:: RECORDS FOR THIS TASK

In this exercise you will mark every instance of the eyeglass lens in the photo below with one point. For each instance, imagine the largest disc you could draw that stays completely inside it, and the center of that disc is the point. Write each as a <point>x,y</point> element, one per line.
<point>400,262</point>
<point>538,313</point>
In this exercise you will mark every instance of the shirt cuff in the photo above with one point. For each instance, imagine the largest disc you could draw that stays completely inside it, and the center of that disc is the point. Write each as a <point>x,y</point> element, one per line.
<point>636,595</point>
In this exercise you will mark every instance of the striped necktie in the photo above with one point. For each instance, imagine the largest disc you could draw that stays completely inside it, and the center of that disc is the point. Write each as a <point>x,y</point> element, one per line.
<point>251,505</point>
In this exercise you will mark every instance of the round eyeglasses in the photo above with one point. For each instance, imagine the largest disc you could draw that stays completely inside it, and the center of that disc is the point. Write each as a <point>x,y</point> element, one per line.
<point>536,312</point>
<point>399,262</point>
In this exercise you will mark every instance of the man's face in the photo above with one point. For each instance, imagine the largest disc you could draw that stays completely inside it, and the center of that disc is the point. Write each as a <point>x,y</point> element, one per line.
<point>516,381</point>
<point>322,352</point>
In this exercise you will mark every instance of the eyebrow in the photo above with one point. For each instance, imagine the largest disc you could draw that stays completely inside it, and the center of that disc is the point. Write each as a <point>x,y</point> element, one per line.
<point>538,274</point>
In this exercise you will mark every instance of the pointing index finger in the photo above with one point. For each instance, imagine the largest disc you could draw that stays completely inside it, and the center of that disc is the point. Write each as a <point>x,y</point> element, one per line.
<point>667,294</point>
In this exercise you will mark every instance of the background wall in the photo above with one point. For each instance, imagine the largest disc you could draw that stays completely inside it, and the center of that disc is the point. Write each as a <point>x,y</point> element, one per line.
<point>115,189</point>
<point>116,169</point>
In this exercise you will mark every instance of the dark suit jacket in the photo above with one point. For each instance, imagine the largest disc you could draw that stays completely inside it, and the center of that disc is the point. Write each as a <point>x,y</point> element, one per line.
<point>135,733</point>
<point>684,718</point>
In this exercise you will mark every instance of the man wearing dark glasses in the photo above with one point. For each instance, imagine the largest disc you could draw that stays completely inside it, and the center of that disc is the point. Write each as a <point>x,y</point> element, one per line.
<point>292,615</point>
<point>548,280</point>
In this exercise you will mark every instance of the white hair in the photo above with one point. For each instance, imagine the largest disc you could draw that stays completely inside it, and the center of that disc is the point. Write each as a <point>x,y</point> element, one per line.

::::

WHAT IS EXPECTED = Can you restate every record above word for word?

ANSWER BELOW =
In this exercise you will mark every instance of the eyeglass lens in the photo below with one point. For each instance, imagine the largest disc you could draw that stays completely inside it, and the center of that disc is the point. Write each as a <point>x,y</point> element, one per line.
<point>400,262</point>
<point>538,313</point>
In this exercise you will mark every instance of the shirt cuff in the photo above with one point. For each instance, imagine the largest disc you could draw that stays completely inside it, and the center of that disc is the point. Write each as a <point>x,y</point> element, one per line.
<point>636,595</point>
In this exercise you will mark every instance of the striped necktie in the photo above with one point. For each instance, imagine the largest disc you could draw that stays completely inside it, and the center of that disc is the point. Write each as a <point>x,y</point> element, one per line.
<point>251,505</point>
In this exercise you will mark every instance of the round eyeglasses in the photo above with one point. For each instance, imagine the largest disc you could draw that stays completely inside it, and the center of that disc is the point. Write each as a <point>x,y</point> element, one per line.
<point>536,312</point>
<point>399,262</point>
In this exercise you will mark every instance of the man's face in the photo above with one point. For each instance, imagine the largest disc you could draw that stays completely inside it, and the center of that disc is the point. Write each as a <point>x,y</point> element, one per line.
<point>516,381</point>
<point>322,352</point>
In this exercise you will mark every instance of the eyebrow in the photo above with one point. For each instance, imagine the largest disc you could draw that stays completely inside it, and the center of that disc is the point. Write each as a <point>x,y</point> element, one per line.
<point>538,274</point>
In this exercise you will mark every instance of the pointing index finger in the photo above with one point. For each instance, imagine the largest disc you could draw that stays completely inside it, and the center of that disc is the point. Write each as a <point>x,y</point> element, one per line.
<point>667,294</point>
In this exercise you will mark every instance of the background wall in the photo above with one point. For each instance, imagine the largest disc you could draw that stays completely inside it, and the center of that disc is the point. Write each as a <point>x,y</point> element, one per line.
<point>115,189</point>
<point>116,169</point>
In this exercise you will mark every instance of the dark suit jacket in the photo above with one point. For each instance, imagine the largest disc you could draw that stays completely inside it, and the center of that disc is the point. Write each as a <point>x,y</point> element, one per line.
<point>135,733</point>
<point>684,718</point>
In this exercise you will mark every instance of the man wearing dark glasses in the photo above with one point. For each instance, imagine the largest disc you could draw that stays completely inside it, and the center of that disc is the point. Write each as a <point>x,y</point> element, one per line.
<point>292,615</point>
<point>548,280</point>
In this exercise you will mark every instance of the white hair in the photo above with one point. For each instance, imagine the largest disc you could draw that stays completely inside it, and the center of that disc is the point. Write each as a <point>x,y</point> element, one per line.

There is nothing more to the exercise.